# Task statement
Set down every record below exactly as it appears, but without the pictures.

# Provided material
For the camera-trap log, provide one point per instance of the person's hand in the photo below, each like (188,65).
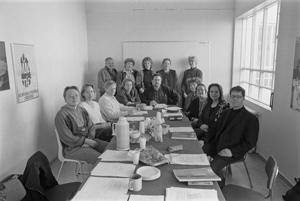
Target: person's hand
(225,152)
(201,143)
(153,103)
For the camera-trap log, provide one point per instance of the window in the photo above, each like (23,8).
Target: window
(258,53)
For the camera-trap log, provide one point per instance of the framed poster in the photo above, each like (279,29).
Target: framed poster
(25,72)
(4,79)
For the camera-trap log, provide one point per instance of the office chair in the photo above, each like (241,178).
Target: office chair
(243,160)
(63,159)
(237,193)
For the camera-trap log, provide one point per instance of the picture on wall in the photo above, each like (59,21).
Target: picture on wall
(25,72)
(295,97)
(4,79)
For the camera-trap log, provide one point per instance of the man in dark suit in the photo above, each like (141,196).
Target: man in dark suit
(235,133)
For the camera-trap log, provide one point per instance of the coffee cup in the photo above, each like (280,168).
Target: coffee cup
(135,182)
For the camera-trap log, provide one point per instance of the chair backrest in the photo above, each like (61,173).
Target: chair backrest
(60,147)
(271,171)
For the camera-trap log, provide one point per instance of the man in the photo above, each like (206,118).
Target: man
(106,73)
(76,130)
(233,136)
(158,93)
(110,108)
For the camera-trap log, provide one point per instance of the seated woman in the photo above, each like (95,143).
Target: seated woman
(110,108)
(128,95)
(76,130)
(169,76)
(197,105)
(213,109)
(103,129)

# Task solution
For the camera-trap log, provide one point per instance of the person's hand in the photo below, each like (188,65).
Target: person's hand
(225,152)
(201,143)
(153,103)
For the camera-trap log, provide one point per instance of the window in the photo above, each like (23,8).
Target: window
(258,53)
For the camera-trap log, provide one point per instance of the framed poster in the photo above, each like (279,29).
Target: framed poster
(25,72)
(4,79)
For the camera-trap log, provide one point per instance of the office chair in the photo above, each like (241,178).
Target: office chair
(243,160)
(63,159)
(237,193)
For the camera-trap log, provide one point per instance of the picture on wall in the photo above, each like (59,21).
Target: picture on wall
(25,72)
(295,97)
(4,79)
For the camera-trap log, provide one point per instance of the man in dark suit in the photo above, each like (141,196).
Target: man in dark suit
(235,133)
For the camera-trap log, provide one point per instance of the coffee cup in the photo above, each like (280,168).
Target: coffee cup
(135,182)
For the camera-trap log, provide one point per instance of the chair backrest in the photo above, each like (61,173).
Target: chair backrest
(60,147)
(271,171)
For the camera-trap log, provide one point per instance of the man in the photo above, each like (206,118).
Target: man
(106,73)
(76,130)
(233,136)
(158,93)
(110,108)
For the camera-trap log, provide one point per instance of the seated woman in the photo above, each like (95,143).
Target: seated woman
(110,108)
(128,95)
(76,130)
(169,76)
(197,105)
(213,109)
(103,129)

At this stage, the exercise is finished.